→ **DESCRIPTION OF THE TASK**:
List every line of the records below that contains the word "black", copying each line in full. Case counts.
-- BEGIN RECORDS FOR PROCESSING --
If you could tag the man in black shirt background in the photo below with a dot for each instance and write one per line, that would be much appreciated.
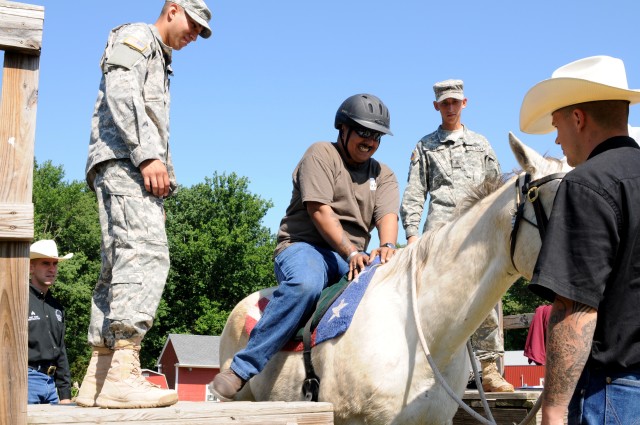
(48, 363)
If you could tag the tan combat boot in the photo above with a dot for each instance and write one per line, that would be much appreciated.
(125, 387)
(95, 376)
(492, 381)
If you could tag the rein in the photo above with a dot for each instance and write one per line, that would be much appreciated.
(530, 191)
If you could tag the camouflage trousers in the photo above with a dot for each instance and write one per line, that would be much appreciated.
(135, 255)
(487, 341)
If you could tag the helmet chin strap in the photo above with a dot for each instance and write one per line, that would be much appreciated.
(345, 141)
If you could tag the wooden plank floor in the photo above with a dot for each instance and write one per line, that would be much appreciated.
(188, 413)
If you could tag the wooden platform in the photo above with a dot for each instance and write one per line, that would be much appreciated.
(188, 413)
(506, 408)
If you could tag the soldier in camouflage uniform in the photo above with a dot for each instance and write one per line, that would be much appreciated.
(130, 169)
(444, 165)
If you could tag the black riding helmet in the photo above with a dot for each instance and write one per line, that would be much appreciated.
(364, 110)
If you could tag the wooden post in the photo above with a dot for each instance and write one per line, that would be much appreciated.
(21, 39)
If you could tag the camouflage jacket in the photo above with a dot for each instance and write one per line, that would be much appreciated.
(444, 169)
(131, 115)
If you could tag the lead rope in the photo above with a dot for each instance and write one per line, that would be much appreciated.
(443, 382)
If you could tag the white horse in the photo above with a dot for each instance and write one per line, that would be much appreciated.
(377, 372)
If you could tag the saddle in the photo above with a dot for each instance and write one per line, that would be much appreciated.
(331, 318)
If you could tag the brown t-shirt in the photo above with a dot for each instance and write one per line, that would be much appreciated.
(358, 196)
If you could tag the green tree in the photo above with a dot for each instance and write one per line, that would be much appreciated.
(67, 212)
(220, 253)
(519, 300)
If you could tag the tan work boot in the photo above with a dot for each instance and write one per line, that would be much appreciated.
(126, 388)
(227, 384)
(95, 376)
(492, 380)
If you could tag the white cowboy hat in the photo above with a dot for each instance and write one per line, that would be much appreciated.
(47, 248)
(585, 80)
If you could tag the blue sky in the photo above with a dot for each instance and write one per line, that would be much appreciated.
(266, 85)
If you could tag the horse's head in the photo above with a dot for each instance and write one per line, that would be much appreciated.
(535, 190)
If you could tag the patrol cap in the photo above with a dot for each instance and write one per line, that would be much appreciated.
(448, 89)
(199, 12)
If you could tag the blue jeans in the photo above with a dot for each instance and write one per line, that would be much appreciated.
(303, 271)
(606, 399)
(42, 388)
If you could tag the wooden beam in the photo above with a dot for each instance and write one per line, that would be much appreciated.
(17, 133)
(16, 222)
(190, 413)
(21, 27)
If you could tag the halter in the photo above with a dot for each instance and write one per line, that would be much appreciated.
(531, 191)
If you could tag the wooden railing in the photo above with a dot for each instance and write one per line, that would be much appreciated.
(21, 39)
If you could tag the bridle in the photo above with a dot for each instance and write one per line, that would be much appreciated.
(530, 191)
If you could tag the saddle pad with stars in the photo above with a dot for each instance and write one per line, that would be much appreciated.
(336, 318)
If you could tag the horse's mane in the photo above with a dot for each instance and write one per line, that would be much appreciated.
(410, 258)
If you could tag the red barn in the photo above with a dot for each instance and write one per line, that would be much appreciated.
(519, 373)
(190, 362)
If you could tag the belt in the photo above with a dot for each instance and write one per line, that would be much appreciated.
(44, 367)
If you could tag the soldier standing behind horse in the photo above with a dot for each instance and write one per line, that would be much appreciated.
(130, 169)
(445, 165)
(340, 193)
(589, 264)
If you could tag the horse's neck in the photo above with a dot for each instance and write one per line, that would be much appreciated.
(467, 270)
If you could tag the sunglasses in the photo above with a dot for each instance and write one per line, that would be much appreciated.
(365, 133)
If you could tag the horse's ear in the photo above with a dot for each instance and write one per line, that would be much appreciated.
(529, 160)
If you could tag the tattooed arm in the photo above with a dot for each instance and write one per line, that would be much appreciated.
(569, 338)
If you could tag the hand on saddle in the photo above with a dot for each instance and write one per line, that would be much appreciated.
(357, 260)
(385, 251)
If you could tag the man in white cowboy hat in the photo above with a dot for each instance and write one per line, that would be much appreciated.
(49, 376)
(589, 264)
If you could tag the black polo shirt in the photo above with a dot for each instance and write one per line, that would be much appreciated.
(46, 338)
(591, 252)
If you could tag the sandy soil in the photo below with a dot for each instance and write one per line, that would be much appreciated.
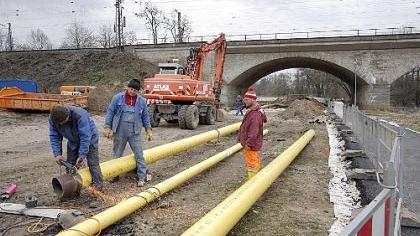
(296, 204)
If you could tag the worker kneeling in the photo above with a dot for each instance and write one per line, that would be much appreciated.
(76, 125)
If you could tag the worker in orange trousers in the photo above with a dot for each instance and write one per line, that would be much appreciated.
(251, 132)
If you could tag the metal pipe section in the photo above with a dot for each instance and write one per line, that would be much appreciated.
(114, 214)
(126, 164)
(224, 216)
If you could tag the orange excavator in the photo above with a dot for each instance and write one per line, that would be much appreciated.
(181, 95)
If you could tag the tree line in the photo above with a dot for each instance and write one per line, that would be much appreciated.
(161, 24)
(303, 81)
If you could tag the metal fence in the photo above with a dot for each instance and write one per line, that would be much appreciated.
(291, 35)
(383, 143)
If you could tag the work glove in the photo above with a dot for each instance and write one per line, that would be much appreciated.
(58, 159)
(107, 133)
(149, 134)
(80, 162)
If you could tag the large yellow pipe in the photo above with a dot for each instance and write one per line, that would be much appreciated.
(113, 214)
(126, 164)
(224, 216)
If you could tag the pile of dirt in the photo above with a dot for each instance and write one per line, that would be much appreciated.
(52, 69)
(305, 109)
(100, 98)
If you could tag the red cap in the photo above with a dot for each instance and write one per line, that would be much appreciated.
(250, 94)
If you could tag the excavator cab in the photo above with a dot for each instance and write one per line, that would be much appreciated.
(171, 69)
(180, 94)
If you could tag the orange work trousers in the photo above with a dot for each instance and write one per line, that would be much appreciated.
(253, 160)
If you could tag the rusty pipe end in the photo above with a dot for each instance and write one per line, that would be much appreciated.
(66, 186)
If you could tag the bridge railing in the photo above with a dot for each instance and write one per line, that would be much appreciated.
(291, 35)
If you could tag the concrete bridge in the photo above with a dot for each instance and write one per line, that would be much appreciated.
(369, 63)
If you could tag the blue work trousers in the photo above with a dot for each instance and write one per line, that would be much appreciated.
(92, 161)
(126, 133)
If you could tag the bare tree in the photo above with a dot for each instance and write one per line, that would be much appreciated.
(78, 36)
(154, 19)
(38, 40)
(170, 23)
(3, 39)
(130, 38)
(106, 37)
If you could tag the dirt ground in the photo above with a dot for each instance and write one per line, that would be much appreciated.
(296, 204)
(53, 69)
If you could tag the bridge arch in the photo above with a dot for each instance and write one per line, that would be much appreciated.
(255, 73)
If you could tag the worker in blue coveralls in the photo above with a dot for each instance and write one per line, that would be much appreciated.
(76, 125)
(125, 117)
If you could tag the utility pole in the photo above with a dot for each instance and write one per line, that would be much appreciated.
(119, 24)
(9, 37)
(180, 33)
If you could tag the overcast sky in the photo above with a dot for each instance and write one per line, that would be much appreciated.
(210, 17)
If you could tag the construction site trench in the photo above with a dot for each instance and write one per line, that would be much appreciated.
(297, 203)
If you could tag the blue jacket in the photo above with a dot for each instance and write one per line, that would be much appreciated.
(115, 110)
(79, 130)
-- END RECORDS FOR PROCESSING --
-- BEGIN RECORDS FOR PROCESSING --
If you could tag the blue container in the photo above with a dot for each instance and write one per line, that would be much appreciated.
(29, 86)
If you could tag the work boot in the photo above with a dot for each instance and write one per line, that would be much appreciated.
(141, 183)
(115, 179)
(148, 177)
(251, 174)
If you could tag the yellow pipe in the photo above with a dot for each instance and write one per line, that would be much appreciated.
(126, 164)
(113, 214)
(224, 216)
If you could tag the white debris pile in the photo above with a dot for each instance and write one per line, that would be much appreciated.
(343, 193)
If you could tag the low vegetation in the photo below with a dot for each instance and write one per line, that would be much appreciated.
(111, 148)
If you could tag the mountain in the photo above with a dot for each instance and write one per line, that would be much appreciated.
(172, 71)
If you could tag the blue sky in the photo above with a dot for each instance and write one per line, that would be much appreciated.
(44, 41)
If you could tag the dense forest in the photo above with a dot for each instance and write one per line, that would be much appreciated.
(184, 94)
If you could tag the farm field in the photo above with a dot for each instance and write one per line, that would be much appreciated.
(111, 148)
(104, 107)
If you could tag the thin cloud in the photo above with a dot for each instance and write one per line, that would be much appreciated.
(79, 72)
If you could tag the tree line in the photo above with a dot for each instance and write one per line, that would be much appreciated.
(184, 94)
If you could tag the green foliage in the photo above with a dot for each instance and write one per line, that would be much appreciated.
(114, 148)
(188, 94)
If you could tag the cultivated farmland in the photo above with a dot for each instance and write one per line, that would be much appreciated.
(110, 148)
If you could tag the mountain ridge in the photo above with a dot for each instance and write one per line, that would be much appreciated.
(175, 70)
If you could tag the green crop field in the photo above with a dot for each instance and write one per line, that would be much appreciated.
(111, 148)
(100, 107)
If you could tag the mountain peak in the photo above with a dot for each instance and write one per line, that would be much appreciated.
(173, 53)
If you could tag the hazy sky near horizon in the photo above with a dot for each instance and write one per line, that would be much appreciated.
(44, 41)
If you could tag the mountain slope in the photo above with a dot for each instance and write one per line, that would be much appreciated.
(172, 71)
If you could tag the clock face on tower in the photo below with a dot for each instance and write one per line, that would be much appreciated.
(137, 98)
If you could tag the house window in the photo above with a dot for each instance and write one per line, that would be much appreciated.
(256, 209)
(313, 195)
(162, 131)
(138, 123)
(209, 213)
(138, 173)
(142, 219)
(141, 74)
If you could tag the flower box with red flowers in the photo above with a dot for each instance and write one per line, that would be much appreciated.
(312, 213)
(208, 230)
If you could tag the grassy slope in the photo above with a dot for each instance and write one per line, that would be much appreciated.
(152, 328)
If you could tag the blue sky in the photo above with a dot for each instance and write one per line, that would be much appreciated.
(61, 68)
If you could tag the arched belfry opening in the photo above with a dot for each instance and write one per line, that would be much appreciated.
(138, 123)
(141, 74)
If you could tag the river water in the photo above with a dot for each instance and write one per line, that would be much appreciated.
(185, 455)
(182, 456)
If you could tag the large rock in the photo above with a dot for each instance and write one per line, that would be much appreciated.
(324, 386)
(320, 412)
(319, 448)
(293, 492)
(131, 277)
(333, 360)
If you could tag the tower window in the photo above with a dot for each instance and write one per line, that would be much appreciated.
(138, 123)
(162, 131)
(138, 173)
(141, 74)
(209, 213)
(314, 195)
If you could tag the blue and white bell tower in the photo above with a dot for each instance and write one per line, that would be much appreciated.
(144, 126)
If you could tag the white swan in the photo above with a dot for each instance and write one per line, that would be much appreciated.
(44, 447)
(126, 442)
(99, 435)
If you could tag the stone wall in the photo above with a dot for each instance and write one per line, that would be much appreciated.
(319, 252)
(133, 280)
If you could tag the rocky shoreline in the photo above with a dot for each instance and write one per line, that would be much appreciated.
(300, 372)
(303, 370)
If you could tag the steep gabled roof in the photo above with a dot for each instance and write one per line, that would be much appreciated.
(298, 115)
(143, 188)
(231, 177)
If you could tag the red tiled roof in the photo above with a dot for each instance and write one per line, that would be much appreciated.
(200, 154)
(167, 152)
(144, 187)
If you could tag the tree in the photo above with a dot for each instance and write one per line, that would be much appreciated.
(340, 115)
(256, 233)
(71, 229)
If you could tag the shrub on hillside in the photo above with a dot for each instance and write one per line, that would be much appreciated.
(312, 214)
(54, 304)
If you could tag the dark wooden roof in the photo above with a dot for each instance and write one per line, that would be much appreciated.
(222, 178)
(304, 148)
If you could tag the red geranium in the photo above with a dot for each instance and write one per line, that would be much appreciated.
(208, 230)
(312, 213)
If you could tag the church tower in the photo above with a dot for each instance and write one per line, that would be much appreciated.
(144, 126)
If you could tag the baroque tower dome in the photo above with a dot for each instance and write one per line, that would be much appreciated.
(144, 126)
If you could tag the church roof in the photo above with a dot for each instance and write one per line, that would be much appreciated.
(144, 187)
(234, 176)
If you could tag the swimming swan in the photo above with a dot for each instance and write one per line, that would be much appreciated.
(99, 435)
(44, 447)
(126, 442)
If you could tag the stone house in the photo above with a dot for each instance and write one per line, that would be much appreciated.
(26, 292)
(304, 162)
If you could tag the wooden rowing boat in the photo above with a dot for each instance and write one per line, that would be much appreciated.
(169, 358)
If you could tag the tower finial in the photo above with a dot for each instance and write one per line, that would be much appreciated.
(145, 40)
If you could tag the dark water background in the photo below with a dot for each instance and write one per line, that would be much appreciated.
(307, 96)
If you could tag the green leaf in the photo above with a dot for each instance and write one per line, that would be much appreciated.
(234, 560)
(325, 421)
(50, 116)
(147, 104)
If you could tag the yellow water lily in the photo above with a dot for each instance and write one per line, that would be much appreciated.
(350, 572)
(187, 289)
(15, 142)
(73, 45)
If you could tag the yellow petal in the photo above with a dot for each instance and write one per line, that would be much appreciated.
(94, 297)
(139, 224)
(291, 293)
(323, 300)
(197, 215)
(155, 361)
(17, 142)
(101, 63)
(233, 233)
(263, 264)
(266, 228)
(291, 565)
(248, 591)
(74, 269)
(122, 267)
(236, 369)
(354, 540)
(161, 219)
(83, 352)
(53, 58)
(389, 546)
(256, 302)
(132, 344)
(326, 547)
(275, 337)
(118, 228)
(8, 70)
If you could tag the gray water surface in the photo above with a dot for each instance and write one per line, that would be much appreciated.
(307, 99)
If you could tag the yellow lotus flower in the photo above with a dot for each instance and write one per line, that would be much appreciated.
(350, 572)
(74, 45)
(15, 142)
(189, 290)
-- END RECORDS FOR PROCESSING --
→ **WRITTEN SOLUTION**:
If you could tag the man in black shirt background in the photo below with a dot for each instance and write one per line, that would be much appreciated.
If you could tag the black riding helmet in the photo above with a dot for each instance and write one per line, that would be much appreciated.
If you could tag the black polo shirt in the photo above with a dot for each instance and write one per line, that would be much appreciated.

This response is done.